◆ Passage shown:
▶
II. Solution and Implications

The typical solutions for m(x) and v(x) are shown in Figure 1. The baseline level of the riskless rate is set at a rounded value of the U.S. dollar LIBOR rate in recent months—about 6 percent. We set the coupon rate, c, at 8 percent—a rounded-up value of the interest rate charged by private creditors to severely indebted countries. We chose the trend, μ = 0.00; and the volatility parameter, σ2 = 0.02. The former is somewhat pessimistic, but the latter roughly conforms to the levels of variability of resource prices and exchange rates.

Figure 1.
Figure 1.

Typical Solutions for Values of Marginal (m) and Average (v) Debt (c = 0.08; r = 0.06; μ = 0.00; σ =2 = 0.02)

Citation: IMF Staff Papers 1991, 003; 10.5089/9781451930801.024.A006

There are two ways of viewing the solutions. An increase in x = X/D can be thought of either as an increase in X holding D fixed, or a decrease in D holding X fixed. The first interpretation focuses on a claim of a given level of seniority, and asks how its value changes as the debt-servicing capacity increases. The second interpretation looks at a debtor with a given debt-servicing capacity, and asks how the values of claims change as we vary the degree of seniority; a higher x means greater seniority.

The solution for m(x) is S-shaped. It starts at 0 for x = 0. rises slowly at first, then faster, and slows down again to approach the asymptotic value, c/r. Correspondingly, v(x) is concave, and approaches the same asymptote.

These results make good intuitive sense. The value of a given claim rises as the debtors servicing capacity rises, and for a given servicing capacity, the value of a claim rises with its seniority. As x goes to infinity—that is. when the servicing capacity is very large, or we are looking at the most senior claim—the value approaches the full capitalized value of the coupon. Thus, for interpretative purposes, the asymptotic value c/r plays the role of debt trading at 100 percent of the face value of the claim; that is. as if no default risk was present.
◀
◆ Given data:
▶
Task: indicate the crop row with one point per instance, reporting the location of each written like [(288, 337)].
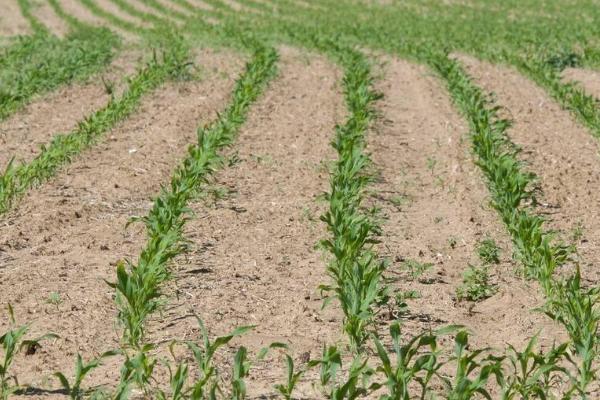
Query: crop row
[(356, 270), (18, 178), (39, 63), (138, 286)]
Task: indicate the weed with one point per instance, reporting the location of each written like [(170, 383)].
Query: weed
[(452, 242), (577, 232), (476, 285), (12, 342), (400, 200), (488, 251)]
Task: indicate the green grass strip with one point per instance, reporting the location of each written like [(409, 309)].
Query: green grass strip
[(511, 190), (40, 63), (138, 285), (18, 179)]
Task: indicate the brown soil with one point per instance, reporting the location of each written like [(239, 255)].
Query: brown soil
[(66, 236), (561, 152), (589, 79), (436, 211), (149, 10), (12, 21), (253, 260), (46, 15), (114, 9), (22, 134), (175, 7), (82, 13)]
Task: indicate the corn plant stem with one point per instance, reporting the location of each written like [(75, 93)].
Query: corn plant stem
[(18, 179), (138, 285)]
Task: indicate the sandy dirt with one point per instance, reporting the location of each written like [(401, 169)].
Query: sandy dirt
[(589, 79), (66, 237), (83, 14), (23, 133), (12, 21), (559, 150), (118, 12), (253, 260), (436, 210)]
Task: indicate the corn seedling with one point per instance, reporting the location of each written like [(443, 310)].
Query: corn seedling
[(354, 269), (354, 385), (73, 389), (416, 362), (138, 285), (464, 385), (535, 374), (577, 310)]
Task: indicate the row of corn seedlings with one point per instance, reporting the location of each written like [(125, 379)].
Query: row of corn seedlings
[(138, 285), (569, 304), (514, 383), (41, 62), (17, 179), (354, 268), (513, 195)]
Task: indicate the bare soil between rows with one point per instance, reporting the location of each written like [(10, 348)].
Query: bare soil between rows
[(560, 151), (66, 236)]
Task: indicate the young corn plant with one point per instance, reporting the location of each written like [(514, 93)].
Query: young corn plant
[(73, 389), (355, 269), (416, 363), (472, 371), (351, 387), (138, 285), (578, 311), (533, 374)]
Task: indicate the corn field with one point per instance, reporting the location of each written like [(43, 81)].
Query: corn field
[(299, 199)]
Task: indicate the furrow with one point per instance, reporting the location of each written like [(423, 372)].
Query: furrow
[(436, 212), (253, 258), (76, 222), (23, 134), (559, 151)]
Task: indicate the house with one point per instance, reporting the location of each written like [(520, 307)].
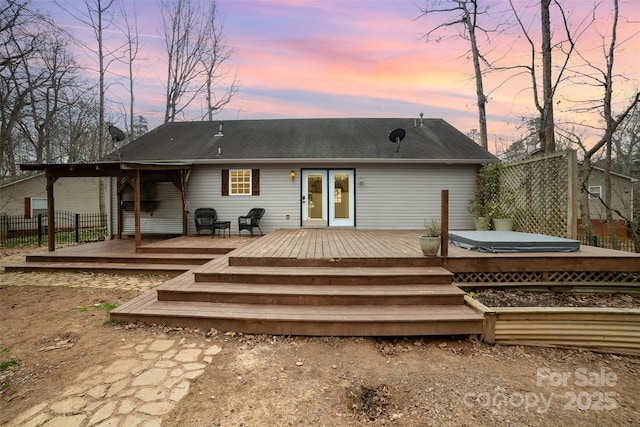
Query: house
[(304, 172), (622, 201), (28, 196)]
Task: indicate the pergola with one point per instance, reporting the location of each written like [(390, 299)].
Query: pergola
[(126, 173)]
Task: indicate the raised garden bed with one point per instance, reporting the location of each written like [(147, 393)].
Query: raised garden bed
[(603, 323)]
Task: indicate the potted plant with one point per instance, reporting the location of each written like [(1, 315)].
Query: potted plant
[(430, 240)]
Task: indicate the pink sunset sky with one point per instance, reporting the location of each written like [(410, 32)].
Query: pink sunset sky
[(369, 58)]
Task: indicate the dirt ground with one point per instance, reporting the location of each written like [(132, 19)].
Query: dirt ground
[(50, 333)]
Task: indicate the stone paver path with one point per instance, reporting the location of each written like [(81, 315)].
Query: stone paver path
[(145, 381)]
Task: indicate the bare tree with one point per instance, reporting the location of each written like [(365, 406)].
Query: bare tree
[(464, 13), (132, 50), (195, 49), (546, 132), (215, 55), (97, 14), (603, 77)]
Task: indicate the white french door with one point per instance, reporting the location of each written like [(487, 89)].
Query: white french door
[(328, 198)]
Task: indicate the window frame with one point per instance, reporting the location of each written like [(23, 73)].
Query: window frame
[(246, 179)]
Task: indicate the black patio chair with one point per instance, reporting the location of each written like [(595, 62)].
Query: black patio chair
[(205, 219), (251, 221)]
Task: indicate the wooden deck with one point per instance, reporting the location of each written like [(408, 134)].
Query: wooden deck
[(320, 282)]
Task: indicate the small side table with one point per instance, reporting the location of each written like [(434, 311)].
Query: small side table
[(221, 225)]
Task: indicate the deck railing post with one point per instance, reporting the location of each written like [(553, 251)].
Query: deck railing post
[(39, 229), (444, 223)]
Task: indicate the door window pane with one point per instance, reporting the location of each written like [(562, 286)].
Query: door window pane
[(314, 193), (341, 195)]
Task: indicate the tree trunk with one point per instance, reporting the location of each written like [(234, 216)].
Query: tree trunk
[(585, 214), (547, 134)]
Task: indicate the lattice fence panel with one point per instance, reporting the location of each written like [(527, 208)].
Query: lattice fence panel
[(553, 276), (538, 192)]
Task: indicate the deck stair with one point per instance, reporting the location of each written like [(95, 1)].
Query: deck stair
[(114, 263), (308, 300)]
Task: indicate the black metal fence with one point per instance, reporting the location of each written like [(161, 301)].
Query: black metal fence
[(16, 230), (621, 244)]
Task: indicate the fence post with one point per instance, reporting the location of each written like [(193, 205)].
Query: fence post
[(39, 229), (77, 228)]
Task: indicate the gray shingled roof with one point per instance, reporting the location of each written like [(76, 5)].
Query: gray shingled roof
[(292, 139)]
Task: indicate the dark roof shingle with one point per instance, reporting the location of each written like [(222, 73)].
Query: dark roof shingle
[(358, 139)]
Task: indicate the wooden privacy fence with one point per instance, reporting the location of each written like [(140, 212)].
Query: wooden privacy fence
[(17, 230), (540, 193)]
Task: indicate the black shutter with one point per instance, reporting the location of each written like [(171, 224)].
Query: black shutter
[(255, 182), (225, 182)]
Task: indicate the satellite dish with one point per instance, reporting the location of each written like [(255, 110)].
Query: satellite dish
[(116, 134), (396, 136)]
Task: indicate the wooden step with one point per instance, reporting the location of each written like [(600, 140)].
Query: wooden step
[(183, 250), (107, 268), (421, 261), (186, 259), (326, 275), (315, 295), (306, 320)]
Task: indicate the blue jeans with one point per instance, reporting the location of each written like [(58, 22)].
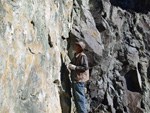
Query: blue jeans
[(79, 97)]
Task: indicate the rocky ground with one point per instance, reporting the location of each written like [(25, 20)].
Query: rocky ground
[(36, 41)]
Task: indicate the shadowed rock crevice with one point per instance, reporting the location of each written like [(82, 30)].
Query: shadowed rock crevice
[(132, 81), (65, 90), (140, 6)]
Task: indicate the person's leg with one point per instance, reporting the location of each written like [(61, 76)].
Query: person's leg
[(74, 96), (79, 97)]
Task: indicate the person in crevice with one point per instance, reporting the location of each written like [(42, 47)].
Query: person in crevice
[(79, 75)]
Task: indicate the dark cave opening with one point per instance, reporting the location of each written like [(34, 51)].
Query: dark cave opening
[(139, 6)]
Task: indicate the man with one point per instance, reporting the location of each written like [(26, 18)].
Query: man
[(79, 75)]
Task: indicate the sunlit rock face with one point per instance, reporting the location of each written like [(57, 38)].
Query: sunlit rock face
[(36, 43), (32, 52)]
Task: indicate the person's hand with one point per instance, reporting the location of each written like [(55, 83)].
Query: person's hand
[(72, 67)]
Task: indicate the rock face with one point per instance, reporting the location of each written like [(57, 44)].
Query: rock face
[(36, 41), (33, 50)]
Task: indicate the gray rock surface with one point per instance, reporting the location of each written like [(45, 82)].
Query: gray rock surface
[(36, 45)]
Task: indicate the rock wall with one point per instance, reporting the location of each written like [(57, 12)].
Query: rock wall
[(33, 48), (36, 41)]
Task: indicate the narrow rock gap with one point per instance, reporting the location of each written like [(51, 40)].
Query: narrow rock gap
[(132, 81), (49, 41)]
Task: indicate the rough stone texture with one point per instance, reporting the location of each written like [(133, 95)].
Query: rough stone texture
[(36, 41), (33, 49)]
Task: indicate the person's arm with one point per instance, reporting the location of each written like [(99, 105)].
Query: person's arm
[(84, 64)]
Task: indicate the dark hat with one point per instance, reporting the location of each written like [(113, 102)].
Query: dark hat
[(81, 44)]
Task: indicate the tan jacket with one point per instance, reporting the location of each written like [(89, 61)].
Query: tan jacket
[(81, 71)]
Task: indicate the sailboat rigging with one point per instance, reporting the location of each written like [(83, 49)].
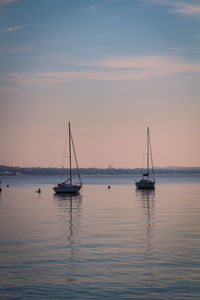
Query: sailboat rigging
[(67, 186), (148, 179)]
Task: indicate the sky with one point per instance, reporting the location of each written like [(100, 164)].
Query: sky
[(111, 68)]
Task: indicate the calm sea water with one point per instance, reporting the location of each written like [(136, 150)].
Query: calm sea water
[(104, 244)]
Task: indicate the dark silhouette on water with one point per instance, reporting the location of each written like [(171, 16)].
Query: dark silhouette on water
[(67, 186), (148, 179)]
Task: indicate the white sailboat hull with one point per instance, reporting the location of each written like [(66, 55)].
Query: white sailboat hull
[(67, 188), (145, 184)]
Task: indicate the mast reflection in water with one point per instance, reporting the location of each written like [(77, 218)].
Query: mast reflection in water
[(146, 197), (70, 208)]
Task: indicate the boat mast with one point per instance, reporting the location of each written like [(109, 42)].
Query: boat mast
[(70, 156), (147, 152), (79, 176)]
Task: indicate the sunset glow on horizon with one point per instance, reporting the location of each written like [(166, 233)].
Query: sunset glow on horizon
[(111, 68)]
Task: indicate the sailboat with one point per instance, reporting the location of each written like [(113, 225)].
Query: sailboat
[(68, 186), (148, 179)]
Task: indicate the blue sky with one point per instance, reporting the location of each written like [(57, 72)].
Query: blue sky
[(112, 67)]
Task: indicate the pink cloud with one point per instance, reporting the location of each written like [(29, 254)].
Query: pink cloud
[(133, 68)]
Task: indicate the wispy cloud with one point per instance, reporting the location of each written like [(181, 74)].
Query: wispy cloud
[(6, 2), (133, 68), (72, 53), (182, 7), (13, 28), (15, 50), (94, 7)]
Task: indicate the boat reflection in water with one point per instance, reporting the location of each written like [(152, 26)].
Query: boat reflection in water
[(70, 210), (146, 197)]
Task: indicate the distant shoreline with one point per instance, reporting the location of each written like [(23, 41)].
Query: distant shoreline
[(18, 171)]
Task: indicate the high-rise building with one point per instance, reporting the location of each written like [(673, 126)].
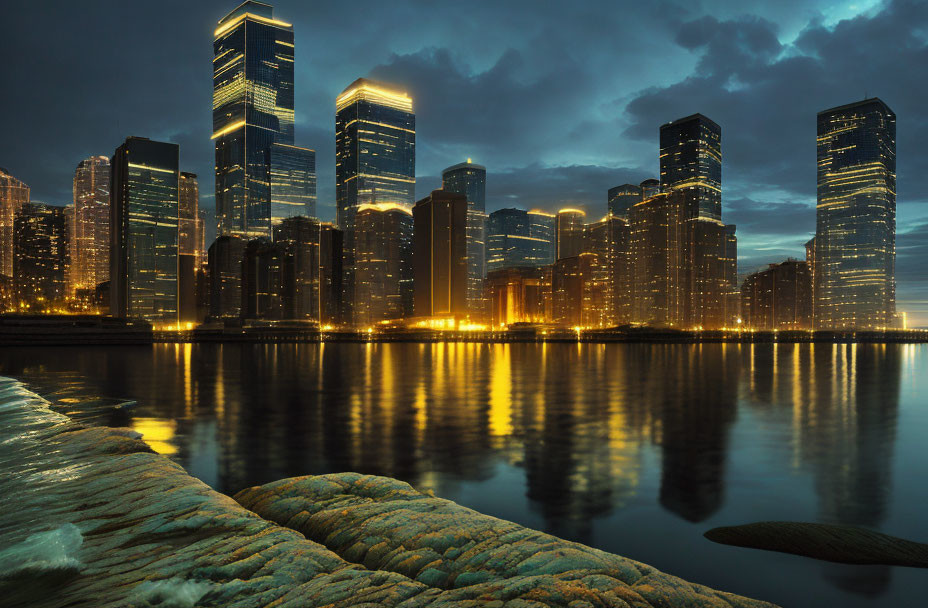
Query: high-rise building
[(657, 225), (470, 180), (40, 255), (610, 240), (252, 110), (779, 297), (569, 232), (383, 287), (13, 195), (650, 187), (519, 295), (144, 206), (187, 242), (90, 225), (855, 236), (691, 161), (293, 182), (440, 268), (621, 198), (225, 277), (375, 158)]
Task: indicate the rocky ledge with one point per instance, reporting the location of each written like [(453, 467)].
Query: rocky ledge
[(93, 518)]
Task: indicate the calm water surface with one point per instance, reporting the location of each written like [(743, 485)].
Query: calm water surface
[(635, 449)]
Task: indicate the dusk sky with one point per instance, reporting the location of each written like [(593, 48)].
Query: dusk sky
[(559, 100)]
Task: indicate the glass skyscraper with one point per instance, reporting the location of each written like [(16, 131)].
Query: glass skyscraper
[(144, 207), (855, 237), (375, 158), (293, 182), (470, 180), (691, 160), (252, 110), (90, 225)]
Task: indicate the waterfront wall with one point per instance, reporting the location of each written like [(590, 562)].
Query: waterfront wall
[(92, 517)]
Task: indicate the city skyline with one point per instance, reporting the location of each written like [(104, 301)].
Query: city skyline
[(765, 38)]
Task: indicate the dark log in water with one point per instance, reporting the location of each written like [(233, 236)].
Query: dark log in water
[(842, 544)]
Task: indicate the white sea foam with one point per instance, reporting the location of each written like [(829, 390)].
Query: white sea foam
[(50, 552), (168, 593)]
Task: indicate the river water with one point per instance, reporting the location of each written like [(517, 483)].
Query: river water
[(636, 449)]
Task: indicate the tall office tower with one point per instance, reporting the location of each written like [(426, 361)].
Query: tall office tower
[(779, 297), (225, 277), (657, 226), (470, 180), (542, 237), (383, 285), (90, 225), (298, 237), (610, 239), (855, 235), (621, 198), (144, 206), (375, 158), (252, 110), (187, 240), (649, 188), (263, 280), (519, 295), (293, 182), (330, 274), (13, 195), (691, 161), (440, 264), (40, 260), (578, 287), (569, 233)]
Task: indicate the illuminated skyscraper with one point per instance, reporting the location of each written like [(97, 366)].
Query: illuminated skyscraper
[(144, 206), (779, 297), (691, 161), (621, 198), (40, 244), (293, 182), (855, 237), (13, 195), (187, 241), (384, 277), (440, 269), (90, 225), (569, 232), (252, 110), (375, 157), (470, 180)]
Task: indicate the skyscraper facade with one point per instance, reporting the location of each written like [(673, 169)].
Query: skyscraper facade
[(293, 182), (440, 264), (252, 110), (470, 180), (90, 225), (383, 287), (621, 198), (144, 209), (13, 195), (375, 158), (40, 263), (691, 161), (855, 236)]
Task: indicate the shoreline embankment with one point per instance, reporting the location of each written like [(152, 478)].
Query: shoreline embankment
[(93, 517)]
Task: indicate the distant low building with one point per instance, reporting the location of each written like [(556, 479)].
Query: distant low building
[(779, 297)]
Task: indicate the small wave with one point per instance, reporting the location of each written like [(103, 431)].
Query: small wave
[(168, 593), (50, 552)]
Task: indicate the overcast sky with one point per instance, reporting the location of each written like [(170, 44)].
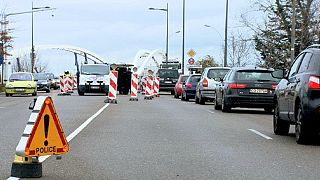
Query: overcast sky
[(118, 29)]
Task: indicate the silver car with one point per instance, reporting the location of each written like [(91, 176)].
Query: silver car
[(206, 88)]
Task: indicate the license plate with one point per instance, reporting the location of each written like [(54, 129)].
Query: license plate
[(19, 90), (259, 91), (94, 87)]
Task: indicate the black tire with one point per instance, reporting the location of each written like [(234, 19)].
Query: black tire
◀
◆ Short problem: Carry on the passage about the values of marginal and average debt, picking up right after its last sentence. The records have no role in this exercise.

◆ Answer to this task:
The S-shape also has an intuitive interpretation using an analogy with financial options. The analogy is not exact because of the rollover feature of the debt claim, but a sufficiently useful parallel remains. A claim with very low x is “far out of the money,” one near x = c is “just in the money.” while one with very large x is “deep in the money.” The value of a claim is most responsive to an improvement in the underlying fundamental when the claim is just in the money. Actually, the point where the slope of m(x) is steepest comes a little before x = c; this is a consequence of the rollover feature. When a claim is far out of the money, it responds to the fundamentals very little in absolute terms, but quite sensitively in percentage terms. In the same way, the elasticity of m(x) is highest, and approximately equal to k, when x is small, and gradually falls to zero as x increases to infinity.

For the parameter values of Figure 1, we have k = 8.77. Therefore, the elasticity of m (x) is very high when x is small. That is why the m (x) curve starts out so flat and rises so slowly at first. As a result, claims that are significantly out of the money have very little value. If the debtor has only half of the ability that would be needed to service due payments, so x = l/2c or 4 percent in Figure 1, we find that m(x) = 0.042. Since the full value is c/r = 1.33, this claim is worth only 4.2/1.33 = 3.15 cents on the dollar. By the time x has risen to c—that is, for a claim that is just on the verge of being serviced—the value has risen to 0.62, which is 46.6 cents on the dollar.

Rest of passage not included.